◆ Page text

== Segment start ==

My dear Babz (daddy) informed me today that it's been about ten days since I posted last. I couldn't actually see him shaking an admonishing finger at me but I could imagine it. So, here I am!
We just started our final course, Rain Forest Ecology. Though the class is interesting I'm definitely starting to check out of the school part of this experience as I start to think more and more about what my life here is going to be like. I have paying-the-bills-and-having-a-good-time-type work lined up for the summer and two solid leads on career-furthering-and-actually-using-my-skills-type work, one lead in Charlotte and one in Skidegate and Old Massett.
I played hookey today and yesterday to attend the Enbridge Northern Gateway Project Joint Review Panel (JRP) in Skidegate. The experience was absolutely incredible. The point of the JRP, at this point in the process, is to hear oral evidence from the Haida and non-Haida residents of the communities that will be affected by the proposed pipeline and, in our case, super tankers in the Hecate Strait. It was two solid days of oral history, personal stories, origin stores, Haida language, songs and prayers. The anxiety and distress about the proposed project is tenable here. The fear and anger in the room was incredible. The idea of a spill in the Hecate and the affect that would have on every single person living on these islands is something the people here cannot allow. Everyone here depends on the ocean for the majority of their food. Fishing, and shellfish and seaweed gathering are major events here. The communities empty when the fish are in season. Actually empty. Businesses close. For days on end. The west beaches of the islands are already occasionally filled with the strange flotsam and jetsam of the shipping lines out in the Pacific. Today I heard a friend tell of a kayaking trip up the west coast during which he found over 150 Thermarest mattresses. Another friend told me there were a couple of months when the beaches, even on the east side, kept washing up left-handed hockey gloves.

== Segment end ==

◆ Given data
== Segment start ==

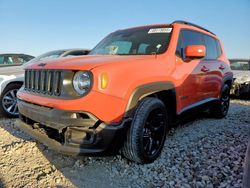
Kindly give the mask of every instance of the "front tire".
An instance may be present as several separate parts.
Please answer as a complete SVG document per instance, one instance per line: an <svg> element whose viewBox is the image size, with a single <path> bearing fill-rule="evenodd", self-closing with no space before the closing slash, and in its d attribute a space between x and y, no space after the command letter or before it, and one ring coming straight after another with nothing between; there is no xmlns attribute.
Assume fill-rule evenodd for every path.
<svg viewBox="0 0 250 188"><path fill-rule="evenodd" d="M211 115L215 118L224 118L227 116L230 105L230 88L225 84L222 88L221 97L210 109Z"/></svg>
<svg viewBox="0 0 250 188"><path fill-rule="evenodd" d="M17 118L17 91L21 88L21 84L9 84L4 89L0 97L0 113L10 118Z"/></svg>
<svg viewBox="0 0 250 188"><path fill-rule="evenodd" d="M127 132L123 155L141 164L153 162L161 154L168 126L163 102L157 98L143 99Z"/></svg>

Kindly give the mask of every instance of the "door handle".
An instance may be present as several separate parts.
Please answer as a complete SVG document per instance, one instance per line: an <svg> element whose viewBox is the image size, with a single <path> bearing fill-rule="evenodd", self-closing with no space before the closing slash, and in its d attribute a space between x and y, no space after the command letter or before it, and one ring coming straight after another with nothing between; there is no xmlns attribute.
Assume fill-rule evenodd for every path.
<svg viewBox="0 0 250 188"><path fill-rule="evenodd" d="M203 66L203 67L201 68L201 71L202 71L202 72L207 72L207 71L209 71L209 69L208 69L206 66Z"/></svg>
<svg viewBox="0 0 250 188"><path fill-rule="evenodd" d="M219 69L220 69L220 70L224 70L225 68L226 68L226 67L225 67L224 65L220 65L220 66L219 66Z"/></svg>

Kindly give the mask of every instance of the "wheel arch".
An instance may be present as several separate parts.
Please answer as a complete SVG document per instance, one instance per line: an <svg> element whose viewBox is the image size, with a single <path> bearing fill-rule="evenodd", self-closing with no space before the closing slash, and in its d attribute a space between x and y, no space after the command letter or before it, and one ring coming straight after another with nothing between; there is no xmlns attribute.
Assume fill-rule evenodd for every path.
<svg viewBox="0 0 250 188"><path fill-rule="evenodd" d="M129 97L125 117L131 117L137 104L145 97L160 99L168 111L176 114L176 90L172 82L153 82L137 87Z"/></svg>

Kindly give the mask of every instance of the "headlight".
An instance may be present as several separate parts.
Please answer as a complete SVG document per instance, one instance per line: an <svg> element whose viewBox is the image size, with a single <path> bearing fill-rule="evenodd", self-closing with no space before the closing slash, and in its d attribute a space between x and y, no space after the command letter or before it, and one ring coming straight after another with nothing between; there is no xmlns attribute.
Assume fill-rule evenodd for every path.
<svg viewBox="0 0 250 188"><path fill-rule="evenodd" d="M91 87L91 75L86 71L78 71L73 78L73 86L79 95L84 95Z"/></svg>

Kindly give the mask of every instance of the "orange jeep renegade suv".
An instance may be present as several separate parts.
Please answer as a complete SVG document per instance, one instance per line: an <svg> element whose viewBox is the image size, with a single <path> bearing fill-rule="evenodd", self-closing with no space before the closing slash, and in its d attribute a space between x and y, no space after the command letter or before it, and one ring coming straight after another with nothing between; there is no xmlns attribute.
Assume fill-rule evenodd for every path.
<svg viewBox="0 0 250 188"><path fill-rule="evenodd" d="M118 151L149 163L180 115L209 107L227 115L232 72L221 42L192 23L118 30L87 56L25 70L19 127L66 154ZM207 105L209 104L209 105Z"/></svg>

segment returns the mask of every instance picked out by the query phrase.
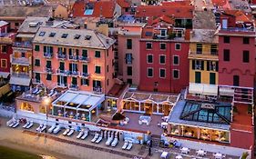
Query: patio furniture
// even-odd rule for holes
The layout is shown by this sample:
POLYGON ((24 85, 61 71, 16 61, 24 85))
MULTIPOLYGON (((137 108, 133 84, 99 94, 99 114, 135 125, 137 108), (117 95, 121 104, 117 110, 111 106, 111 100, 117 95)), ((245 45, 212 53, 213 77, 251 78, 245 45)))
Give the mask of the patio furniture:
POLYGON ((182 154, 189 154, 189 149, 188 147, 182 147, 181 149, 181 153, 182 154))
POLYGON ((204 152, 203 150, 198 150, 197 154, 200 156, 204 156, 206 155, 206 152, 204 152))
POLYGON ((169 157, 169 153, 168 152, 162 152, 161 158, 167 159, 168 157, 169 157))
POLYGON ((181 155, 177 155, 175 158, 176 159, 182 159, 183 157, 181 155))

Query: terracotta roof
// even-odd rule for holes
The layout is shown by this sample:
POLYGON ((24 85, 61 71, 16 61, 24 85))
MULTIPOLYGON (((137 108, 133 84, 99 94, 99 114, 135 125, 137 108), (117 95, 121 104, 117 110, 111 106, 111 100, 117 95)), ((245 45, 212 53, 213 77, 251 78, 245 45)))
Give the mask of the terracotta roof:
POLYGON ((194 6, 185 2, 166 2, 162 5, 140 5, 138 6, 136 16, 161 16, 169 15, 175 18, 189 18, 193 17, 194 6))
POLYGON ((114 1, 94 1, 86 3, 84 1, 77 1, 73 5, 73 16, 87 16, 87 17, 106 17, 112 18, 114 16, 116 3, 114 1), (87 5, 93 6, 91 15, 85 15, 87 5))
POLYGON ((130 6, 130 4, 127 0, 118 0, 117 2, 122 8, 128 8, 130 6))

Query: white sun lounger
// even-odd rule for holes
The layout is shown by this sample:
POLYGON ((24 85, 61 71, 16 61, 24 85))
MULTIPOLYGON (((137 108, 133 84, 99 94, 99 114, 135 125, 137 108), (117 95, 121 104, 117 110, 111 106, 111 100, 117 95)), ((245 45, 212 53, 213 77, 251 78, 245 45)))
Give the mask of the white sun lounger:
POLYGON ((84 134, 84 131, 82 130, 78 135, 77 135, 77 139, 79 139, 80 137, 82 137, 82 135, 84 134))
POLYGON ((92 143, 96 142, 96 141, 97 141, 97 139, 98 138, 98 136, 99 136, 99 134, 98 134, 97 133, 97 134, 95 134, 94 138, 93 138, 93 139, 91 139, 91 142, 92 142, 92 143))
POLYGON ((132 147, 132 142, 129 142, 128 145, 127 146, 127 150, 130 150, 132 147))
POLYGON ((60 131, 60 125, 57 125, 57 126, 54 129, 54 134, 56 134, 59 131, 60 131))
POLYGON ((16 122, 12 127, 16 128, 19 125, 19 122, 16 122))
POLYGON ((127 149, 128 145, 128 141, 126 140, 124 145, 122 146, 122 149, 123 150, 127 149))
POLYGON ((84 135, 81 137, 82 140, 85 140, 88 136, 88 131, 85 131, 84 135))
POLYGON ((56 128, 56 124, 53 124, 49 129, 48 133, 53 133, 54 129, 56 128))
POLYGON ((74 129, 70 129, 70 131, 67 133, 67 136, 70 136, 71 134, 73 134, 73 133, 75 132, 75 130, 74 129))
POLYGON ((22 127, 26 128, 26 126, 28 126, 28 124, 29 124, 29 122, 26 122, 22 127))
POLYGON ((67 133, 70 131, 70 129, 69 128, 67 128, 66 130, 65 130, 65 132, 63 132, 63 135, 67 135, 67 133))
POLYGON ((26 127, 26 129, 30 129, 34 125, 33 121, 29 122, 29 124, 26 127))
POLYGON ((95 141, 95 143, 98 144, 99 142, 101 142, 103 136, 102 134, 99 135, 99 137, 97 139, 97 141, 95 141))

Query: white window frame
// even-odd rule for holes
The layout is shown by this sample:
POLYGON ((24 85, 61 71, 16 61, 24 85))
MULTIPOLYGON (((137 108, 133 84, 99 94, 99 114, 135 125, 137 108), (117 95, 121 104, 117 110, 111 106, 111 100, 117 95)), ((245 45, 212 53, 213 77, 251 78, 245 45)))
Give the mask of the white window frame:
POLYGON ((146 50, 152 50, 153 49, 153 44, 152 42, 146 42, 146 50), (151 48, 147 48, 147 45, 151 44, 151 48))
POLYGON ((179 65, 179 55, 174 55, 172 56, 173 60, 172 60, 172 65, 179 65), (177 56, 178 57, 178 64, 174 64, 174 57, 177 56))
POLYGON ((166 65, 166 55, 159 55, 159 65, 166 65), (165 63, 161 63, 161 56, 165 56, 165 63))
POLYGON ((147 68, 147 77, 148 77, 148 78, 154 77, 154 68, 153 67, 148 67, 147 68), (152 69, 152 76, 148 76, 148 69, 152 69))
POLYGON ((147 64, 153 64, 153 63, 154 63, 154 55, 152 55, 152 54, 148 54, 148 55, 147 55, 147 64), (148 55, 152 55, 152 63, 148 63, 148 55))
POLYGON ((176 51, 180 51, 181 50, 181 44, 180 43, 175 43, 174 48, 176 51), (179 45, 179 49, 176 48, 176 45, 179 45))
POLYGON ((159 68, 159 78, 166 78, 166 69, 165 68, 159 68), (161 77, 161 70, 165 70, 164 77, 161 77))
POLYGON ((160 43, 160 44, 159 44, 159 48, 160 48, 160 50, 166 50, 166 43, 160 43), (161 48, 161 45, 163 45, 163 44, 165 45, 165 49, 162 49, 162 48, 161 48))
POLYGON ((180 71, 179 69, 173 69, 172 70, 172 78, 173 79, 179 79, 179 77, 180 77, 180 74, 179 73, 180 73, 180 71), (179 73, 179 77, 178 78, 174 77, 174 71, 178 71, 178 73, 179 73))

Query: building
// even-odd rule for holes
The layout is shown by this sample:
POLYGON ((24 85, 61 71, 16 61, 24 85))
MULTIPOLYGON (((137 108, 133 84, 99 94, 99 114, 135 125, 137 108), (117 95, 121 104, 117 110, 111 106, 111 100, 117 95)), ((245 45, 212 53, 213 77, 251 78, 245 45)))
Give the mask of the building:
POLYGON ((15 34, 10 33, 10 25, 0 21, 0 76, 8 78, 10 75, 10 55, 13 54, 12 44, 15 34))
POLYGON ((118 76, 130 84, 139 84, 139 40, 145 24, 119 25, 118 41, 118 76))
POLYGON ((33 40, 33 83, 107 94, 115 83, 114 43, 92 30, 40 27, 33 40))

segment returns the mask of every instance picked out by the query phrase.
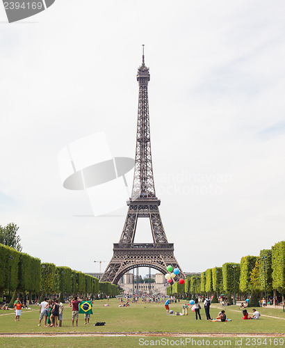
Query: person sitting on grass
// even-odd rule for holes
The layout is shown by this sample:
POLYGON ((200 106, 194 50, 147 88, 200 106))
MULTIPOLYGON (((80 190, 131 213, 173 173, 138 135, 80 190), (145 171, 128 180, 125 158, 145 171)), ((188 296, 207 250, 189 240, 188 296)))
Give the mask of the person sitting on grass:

== Segment end ==

◆ Aim of the task
Repeat the part of the blog post above from "My dear Babz" up to and including "So, here I am!", word for word.

◆ Exercise response
My dear Babz (daddy) informed me today that it's been about ten days since I posted last. I couldn't actually see him shaking an admonishing finger at me but I could imagine it. So, here I am!